══ Provided text

The Honey Bee Health Strategy

To achieve a sustainable and healthy population of honey bees for pollination and honey production in Scotland.


Managed honey bees contribute directly to food production and make an important contribution through pollination to crop production and environmental services. Honey bees are susceptible to a variety of threats, including pests and diseases, the likelihood and consequences of which have increased significantly over the last few years. Some diseases affect adult bees, others (known as brood diseases) affect immature stages of the bees' development (larvae and pupae). There are several brood diseases that affect honey bee colonies in Scotland including two extremely serious and infectious foulbrood diseases, European foulbrood ( EFB) and American foulbrood ( AFB), which are subject to statutory control.

The outbreak of EFB and AFB in honey bees across Scotland in 2009 has brought the need for this Strategy into stark focus. These outbreaks have resulted in movement restrictions and the destruction of hundreds of hives with substantial costs for those beekeepers involved.

This Strategy seeks to address the challenges facing beekeepers and publication of this document marks the beginning of work on its implementation and identification of further priorities and actions. It provides a plan of action aimed at sustaining the health of honey bees and beekeeping in Scotland for the next decade.

════
══ Data excerpt

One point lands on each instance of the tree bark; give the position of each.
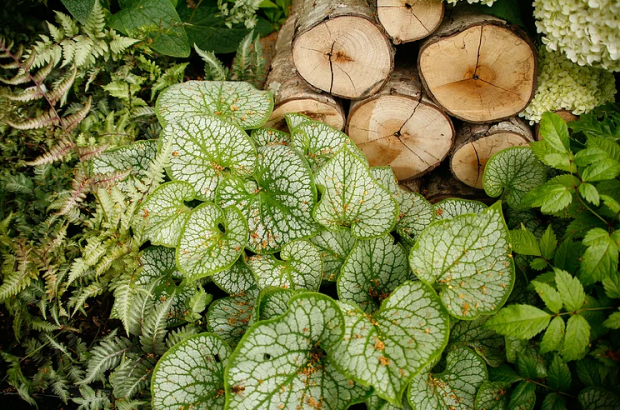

════

▸ Try it: Continue the honey bee health strategy text from where it ends, starting after its last sentence.

▸ Answer for this exercise:
The Strategy describes the four main outcomes which provide the focus for future action and development by all those with an interest in honey bees including the Scottish Government, its agencies and delivery bodies, stakeholder associations and most importantly, individual beekeepers. The main underlying principle of these outcomes is that prevention is better than cure. The outcomes also encapsulate the objectives that stakeholders are looking to achieve and comprise:

1. Education, Training and Knowledge Transfer: good standards of beekeeping and husbandry will minimise pest and disease risks and contribute to sustaining healthy honey bee populations.

2. Communication: effective communication and relationships operating at all levels.

3. Surveillance, Diagnosis and Biosecurity: positive surveillance based on vigilance, reporting and diagnosis.

4. Research and Development: sound science and evidence underpinning bee health policy, disease prevention and control, and good husbandry.